## [Work request]
Could you print exactly the lines of the listing below, starting at the line that has "533, row 21." and ending at the line that has "390, row 119.", and only those lines?

## [Dataset]

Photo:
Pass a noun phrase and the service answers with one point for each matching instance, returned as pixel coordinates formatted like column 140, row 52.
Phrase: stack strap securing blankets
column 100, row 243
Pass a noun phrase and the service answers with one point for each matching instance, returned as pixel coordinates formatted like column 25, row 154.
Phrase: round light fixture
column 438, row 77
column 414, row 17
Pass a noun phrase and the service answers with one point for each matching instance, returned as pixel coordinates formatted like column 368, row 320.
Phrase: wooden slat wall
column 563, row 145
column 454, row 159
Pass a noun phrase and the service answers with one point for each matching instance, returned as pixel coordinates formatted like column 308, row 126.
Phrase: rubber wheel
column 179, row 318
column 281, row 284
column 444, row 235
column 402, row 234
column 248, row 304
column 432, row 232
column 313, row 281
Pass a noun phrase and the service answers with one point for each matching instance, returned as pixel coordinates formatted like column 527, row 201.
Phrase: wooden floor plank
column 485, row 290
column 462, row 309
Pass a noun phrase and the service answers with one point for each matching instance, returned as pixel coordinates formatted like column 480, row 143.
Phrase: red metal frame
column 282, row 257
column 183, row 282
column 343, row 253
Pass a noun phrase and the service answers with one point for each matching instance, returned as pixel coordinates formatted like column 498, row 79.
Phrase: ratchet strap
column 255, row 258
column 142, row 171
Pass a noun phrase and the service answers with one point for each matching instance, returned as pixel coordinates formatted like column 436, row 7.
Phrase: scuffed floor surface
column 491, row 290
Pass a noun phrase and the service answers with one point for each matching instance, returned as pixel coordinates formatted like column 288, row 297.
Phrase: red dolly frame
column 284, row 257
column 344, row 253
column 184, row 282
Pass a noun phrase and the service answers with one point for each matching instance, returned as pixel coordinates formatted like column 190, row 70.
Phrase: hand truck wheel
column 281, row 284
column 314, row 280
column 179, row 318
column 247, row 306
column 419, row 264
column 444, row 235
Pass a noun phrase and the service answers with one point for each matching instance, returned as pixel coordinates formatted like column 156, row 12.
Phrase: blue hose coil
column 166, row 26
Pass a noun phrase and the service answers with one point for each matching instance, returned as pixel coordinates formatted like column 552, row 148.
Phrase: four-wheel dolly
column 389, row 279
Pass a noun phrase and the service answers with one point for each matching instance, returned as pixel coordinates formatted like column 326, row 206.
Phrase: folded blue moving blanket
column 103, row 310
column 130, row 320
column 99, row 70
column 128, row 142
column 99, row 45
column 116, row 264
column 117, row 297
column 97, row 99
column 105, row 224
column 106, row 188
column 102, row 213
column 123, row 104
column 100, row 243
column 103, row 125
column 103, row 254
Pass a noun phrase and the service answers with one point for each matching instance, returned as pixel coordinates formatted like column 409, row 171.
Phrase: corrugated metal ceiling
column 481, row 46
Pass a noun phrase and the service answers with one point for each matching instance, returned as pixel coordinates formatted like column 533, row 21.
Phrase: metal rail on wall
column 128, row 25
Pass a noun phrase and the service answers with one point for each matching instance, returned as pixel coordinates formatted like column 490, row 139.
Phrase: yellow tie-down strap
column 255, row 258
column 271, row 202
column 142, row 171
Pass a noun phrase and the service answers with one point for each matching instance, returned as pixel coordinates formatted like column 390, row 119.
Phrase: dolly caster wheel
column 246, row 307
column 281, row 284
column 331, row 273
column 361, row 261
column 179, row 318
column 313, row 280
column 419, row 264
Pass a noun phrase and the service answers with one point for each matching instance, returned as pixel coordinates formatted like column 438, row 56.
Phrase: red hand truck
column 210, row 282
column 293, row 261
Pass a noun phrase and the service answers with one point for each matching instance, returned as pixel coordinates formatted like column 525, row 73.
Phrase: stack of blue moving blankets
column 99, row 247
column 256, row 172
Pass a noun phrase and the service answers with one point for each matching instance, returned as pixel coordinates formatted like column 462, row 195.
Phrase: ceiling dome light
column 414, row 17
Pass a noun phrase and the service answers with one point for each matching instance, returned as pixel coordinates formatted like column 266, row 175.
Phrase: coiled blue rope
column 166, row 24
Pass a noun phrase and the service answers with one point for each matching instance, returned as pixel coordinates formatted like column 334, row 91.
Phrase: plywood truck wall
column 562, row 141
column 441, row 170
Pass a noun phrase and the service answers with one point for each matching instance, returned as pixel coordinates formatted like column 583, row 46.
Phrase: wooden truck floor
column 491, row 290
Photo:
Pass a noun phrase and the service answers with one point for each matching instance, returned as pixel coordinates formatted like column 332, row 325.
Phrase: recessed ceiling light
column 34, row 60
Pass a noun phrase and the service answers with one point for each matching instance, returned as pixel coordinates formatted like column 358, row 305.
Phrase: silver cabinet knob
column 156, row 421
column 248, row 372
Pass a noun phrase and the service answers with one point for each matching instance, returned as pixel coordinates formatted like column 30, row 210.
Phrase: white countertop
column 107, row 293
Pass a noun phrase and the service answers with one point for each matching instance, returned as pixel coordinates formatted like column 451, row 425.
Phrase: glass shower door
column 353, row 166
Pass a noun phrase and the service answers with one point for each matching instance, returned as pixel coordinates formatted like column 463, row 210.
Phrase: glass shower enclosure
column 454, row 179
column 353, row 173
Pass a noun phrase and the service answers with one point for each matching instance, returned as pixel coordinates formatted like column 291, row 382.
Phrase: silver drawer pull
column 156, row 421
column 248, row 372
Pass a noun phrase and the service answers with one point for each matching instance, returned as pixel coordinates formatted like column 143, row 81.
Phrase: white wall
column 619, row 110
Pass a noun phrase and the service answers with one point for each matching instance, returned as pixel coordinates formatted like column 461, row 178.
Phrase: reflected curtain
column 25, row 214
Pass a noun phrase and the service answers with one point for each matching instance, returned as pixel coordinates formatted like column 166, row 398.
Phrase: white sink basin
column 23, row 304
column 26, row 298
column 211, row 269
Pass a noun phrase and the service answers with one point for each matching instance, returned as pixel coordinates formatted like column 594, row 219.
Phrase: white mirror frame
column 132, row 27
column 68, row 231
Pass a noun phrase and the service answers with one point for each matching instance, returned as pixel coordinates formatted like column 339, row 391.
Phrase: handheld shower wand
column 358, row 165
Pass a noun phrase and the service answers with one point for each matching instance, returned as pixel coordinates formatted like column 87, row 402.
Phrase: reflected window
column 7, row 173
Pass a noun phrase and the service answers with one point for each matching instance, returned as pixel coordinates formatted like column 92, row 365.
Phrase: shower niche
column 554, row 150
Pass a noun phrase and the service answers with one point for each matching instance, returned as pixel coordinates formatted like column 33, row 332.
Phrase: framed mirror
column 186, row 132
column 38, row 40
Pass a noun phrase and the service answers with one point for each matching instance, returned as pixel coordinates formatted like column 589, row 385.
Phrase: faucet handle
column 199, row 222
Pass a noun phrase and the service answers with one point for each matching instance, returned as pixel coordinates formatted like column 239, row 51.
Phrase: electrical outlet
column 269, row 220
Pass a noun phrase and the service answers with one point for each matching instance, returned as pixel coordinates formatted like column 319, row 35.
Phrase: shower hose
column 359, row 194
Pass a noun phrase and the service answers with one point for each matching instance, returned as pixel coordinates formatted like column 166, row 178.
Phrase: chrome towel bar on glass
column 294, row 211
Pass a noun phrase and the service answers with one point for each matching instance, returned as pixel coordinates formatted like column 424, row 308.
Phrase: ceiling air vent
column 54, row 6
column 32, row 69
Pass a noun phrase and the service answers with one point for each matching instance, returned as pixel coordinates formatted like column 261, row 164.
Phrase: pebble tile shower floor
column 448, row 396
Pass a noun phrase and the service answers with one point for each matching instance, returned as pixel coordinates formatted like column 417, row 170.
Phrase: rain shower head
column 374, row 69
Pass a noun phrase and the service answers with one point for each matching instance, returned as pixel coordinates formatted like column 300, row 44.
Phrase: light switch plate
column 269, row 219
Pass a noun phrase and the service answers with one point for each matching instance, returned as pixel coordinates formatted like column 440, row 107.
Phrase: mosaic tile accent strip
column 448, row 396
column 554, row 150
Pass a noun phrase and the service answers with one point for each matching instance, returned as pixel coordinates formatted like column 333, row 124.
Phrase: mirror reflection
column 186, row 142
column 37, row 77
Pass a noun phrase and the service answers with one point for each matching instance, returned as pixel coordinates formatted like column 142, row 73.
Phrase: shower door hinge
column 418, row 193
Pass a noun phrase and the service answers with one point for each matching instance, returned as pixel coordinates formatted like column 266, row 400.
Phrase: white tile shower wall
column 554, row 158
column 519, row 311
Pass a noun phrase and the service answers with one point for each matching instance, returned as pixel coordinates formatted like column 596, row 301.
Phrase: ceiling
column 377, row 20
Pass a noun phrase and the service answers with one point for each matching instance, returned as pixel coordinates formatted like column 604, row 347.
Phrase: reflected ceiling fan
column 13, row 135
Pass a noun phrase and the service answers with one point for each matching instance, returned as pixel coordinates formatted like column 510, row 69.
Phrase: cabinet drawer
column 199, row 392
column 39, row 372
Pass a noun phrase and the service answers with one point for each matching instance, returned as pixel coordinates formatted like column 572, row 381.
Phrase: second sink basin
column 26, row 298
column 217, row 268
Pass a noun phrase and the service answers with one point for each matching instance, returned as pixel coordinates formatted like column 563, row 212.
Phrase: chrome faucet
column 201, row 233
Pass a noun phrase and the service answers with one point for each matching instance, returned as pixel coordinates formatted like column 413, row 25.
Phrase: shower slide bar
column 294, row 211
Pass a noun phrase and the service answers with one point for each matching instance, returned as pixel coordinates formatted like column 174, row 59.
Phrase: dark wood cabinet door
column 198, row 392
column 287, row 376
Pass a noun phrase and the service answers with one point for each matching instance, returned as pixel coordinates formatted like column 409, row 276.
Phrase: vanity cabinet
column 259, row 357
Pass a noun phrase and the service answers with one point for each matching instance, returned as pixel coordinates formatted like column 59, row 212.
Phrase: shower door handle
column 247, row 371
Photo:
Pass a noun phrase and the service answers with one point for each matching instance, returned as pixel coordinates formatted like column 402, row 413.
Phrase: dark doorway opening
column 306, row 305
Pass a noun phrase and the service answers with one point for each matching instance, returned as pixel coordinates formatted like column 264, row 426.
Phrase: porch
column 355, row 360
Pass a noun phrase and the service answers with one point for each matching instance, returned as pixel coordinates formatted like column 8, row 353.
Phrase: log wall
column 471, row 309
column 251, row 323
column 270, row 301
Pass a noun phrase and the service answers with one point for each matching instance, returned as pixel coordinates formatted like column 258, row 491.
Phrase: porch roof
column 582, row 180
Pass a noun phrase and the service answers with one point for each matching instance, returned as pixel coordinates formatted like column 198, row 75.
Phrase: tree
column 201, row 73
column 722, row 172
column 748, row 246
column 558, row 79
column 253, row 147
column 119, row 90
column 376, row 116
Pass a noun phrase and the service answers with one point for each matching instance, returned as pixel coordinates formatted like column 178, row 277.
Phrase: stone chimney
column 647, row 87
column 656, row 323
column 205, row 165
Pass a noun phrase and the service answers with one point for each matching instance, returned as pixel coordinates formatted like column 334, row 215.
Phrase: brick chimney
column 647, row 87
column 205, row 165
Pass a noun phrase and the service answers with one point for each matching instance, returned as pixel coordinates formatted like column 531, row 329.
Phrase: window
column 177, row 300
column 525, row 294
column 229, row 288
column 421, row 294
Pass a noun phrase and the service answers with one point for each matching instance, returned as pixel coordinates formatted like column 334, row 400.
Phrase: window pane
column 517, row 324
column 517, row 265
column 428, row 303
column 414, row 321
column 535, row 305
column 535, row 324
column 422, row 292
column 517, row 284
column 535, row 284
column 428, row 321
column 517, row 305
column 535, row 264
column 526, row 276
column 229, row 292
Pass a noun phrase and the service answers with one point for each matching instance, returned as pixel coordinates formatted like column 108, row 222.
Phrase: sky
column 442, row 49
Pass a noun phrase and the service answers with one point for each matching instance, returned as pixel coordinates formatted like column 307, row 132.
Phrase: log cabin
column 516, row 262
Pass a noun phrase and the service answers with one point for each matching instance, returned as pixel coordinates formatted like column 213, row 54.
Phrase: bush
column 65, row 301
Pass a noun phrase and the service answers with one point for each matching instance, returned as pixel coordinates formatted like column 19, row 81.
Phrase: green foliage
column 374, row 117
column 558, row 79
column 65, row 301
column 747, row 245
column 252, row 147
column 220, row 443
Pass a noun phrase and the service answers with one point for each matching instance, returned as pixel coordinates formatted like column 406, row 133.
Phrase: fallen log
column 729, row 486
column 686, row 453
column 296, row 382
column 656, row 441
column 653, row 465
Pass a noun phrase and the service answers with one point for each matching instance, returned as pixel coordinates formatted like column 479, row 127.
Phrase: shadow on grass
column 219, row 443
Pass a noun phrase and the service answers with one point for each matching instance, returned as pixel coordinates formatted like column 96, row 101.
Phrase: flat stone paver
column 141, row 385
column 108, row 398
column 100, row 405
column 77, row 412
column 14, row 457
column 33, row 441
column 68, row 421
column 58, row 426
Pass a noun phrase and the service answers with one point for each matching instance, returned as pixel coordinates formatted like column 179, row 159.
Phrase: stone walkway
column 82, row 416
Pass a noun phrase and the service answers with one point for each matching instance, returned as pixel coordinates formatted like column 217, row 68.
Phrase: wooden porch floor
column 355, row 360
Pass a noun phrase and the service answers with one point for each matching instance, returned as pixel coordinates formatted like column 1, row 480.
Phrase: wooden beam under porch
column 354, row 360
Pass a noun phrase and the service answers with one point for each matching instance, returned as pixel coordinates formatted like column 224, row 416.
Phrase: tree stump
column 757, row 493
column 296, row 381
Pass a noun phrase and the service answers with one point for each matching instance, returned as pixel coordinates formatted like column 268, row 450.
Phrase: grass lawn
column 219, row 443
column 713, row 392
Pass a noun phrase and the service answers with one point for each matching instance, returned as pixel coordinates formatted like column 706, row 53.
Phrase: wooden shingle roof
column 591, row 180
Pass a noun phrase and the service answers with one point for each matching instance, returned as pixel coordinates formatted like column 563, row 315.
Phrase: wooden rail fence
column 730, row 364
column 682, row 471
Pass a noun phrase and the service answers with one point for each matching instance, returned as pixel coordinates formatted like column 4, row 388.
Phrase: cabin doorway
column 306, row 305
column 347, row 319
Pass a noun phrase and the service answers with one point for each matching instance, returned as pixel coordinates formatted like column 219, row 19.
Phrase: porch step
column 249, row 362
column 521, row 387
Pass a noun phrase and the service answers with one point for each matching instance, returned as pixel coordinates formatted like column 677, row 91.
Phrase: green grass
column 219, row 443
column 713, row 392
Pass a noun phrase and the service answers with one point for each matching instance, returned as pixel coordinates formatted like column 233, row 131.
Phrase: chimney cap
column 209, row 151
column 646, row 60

## [Answer to this exercise]
Pass a noun phrase and the service answers with one point for each matching instance, returned as pixel coordinates formatted like column 533, row 21.
Phrase: metal rail on wall
column 128, row 25
Pass a noun phrase and the service answers with one point for each matching instance, returned as pixel coordinates formatted like column 490, row 139.
Phrase: yellow tie-down strap
column 255, row 258
column 271, row 202
column 142, row 171
Pass a noun phrase and the service answers with one point for each matching instance, returned as pixel coordinates formatted like column 390, row 119.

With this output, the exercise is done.